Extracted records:
** START **

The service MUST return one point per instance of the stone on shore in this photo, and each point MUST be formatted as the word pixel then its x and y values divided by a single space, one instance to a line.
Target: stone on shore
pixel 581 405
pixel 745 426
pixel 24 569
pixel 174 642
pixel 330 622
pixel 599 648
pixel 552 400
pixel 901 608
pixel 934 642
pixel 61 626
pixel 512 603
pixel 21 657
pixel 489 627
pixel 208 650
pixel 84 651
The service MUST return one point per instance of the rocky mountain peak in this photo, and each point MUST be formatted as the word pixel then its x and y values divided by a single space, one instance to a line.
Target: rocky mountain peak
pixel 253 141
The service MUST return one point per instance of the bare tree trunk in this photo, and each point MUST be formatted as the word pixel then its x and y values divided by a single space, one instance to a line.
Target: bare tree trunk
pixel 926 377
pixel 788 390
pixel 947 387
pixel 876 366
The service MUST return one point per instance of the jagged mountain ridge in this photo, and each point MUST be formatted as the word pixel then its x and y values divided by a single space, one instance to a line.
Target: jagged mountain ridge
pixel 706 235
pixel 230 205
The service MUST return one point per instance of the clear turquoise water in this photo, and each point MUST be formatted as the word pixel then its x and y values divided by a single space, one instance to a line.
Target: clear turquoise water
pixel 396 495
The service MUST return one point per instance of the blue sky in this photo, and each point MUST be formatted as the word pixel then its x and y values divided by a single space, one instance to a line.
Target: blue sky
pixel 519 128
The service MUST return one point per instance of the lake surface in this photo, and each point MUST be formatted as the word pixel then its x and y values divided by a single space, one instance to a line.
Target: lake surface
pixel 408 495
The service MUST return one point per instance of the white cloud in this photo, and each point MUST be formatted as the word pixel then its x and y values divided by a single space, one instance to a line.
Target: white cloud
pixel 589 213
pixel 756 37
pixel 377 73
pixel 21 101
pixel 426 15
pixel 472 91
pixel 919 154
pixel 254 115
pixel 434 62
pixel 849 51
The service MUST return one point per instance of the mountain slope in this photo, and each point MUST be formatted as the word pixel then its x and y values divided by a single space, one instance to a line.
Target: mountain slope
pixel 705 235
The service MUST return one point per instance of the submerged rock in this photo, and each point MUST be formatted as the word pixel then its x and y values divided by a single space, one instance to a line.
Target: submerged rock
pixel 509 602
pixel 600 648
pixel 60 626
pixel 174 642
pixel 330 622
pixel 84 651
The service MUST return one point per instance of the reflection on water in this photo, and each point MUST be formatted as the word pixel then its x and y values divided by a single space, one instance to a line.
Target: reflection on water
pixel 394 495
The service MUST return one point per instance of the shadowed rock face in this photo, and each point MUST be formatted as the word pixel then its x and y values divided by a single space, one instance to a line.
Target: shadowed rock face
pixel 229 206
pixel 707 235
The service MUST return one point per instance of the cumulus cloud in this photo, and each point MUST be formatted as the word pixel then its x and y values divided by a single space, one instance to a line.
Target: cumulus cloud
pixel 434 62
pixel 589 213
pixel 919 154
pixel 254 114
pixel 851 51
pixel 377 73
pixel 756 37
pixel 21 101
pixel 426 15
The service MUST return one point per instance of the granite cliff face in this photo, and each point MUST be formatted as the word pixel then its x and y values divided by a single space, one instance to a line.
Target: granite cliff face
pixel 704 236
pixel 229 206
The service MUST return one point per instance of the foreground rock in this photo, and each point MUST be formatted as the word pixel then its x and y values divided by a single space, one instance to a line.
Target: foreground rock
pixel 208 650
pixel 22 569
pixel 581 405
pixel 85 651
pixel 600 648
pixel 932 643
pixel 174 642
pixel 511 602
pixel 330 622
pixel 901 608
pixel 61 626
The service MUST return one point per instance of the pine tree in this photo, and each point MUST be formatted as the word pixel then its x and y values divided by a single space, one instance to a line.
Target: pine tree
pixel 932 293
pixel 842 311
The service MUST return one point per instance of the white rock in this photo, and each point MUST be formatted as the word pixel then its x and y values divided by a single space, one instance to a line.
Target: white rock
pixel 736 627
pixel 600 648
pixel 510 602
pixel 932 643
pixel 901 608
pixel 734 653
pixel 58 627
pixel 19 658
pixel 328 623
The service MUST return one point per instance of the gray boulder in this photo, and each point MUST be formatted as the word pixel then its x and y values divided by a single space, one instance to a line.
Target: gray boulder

** END **

EXERCISE INSTRUCTIONS
Write out all of the material again, swapping each "The service" for "The tool" and leaving every other character as it is.

SOLUTION BELOW
The tool MUST return one point per instance of the stone on shore in this photo, and each point MUST be formatted as the word pixel then its x and y values divided by a single space, one instance to a line.
Target: stone on shore
pixel 581 405
pixel 745 426
pixel 24 569
pixel 174 642
pixel 330 622
pixel 599 648
pixel 552 400
pixel 901 608
pixel 934 642
pixel 61 626
pixel 512 603
pixel 21 657
pixel 489 627
pixel 208 650
pixel 84 651
The tool MUST return one point per instance of the rocky mountain peak in this photo, and each point MUST be formatted as the word pixel then its x and y values divided by a single space, one instance to a line.
Target: rocky mountain peak
pixel 253 141
The tool MUST return one point per instance of the bare tree trunk in this photo, and each point MUST be formatted as the word pixel then its x and y values divided by a single space, one instance to a line.
Target: bare tree trunk
pixel 926 377
pixel 788 390
pixel 947 387
pixel 876 366
The tool MUST return one point per instance of the jagged mountain ridge in this photo, and each point MUST be formatted as the word pixel then its x and y values divided by a single space, one instance to a line.
Target: jagged mountain ridge
pixel 706 235
pixel 230 205
The tool MUST return one point per instance of the clear turquoise water in this photo, and each point MUST be formatted as the word pixel then its x and y values divided by a single space, one instance to a line.
Target: clear turquoise water
pixel 396 495
The tool MUST return one point per instance of the blue sky in this photo, and each point MUST be formatted as the word pixel then its x and y values divided by a single space, one instance to a line.
Target: blue sky
pixel 519 128
The tool MUST return one point per instance of the lake surface in this photo, and each point MUST be formatted as the word pixel then its x and y values divided by a single space, one instance to a line.
Target: lake surface
pixel 408 495
The tool MUST return one point per instance of the white cloud in this photo, and each point MUST be formatted as the word pixel then its x and y values divided by a single space, one instance to a line.
Target: white cloud
pixel 589 213
pixel 756 37
pixel 377 73
pixel 21 101
pixel 426 15
pixel 472 91
pixel 919 154
pixel 254 115
pixel 434 62
pixel 849 51
The tool MUST return one point per instance of the mountain slope in this photo, and each point MUST be formatted as the word pixel then its x and y values divided by a single space, one instance to a line.
Target: mountain slope
pixel 705 235
The tool MUST return one point per instance of the submerged rock in this photo, and each point MUST be formatted as the word pixel then its x and y values divided by a single space, one instance to a line.
Target: submerged rock
pixel 509 602
pixel 600 648
pixel 60 626
pixel 174 642
pixel 330 622
pixel 84 651
The tool MUST return one point per instance of the reflection on water in this photo, and each point MUST be formatted as the word pixel then its x and y values divided by a single space, one instance to a line.
Target: reflection on water
pixel 394 495
The tool MUST return one point per instance of the shadowed rock face in this photo, and each point MUST be formatted as the word pixel then its x and y values divided by a single space, one instance to a line.
Target: shadowed rock face
pixel 229 206
pixel 707 235
The tool MUST return one point per instance of the cumulus cloud in this photo, and each point MUST be formatted as the word pixel then its x and y values divided by a single space, one instance to a line.
Target: cumulus cloud
pixel 434 62
pixel 589 213
pixel 919 154
pixel 254 114
pixel 851 51
pixel 377 73
pixel 756 37
pixel 21 101
pixel 426 15
The tool MUST return one point per instance of the granite cliff face in this photo, and each point MUST be formatted as the word pixel then its x and y values divided by a single space, one instance to a line.
Target: granite cliff face
pixel 704 236
pixel 229 206
The tool MUST return one point per instance of the foreground rock in this photo, and each point MUST be formatted as the word pixel then its x and y values divided by a single space, one instance to a line.
Target: foreground rock
pixel 208 650
pixel 22 569
pixel 581 405
pixel 85 651
pixel 600 648
pixel 932 643
pixel 174 642
pixel 511 602
pixel 330 622
pixel 901 608
pixel 61 626
The tool MUST return one point per instance of the pine tree in this photo, and each point MUST be formatted as the word pixel then its x and y values divided by a single space, one instance to a line.
Target: pine tree
pixel 932 293
pixel 842 311
The tool MUST return one point per instance of the white rock in this photo, and each point MUST be formatted as the word pixel then its x and y values divided by a single space, one instance to a line.
Target: white rock
pixel 736 627
pixel 600 648
pixel 510 602
pixel 932 643
pixel 901 608
pixel 734 653
pixel 58 627
pixel 19 658
pixel 328 623
The tool MUST return one point per instance of the gray boulder in this photo, and each point MUST be formatted as the word pixel then its x and y values divided by a single space, one instance to a line.
Target: gray boulder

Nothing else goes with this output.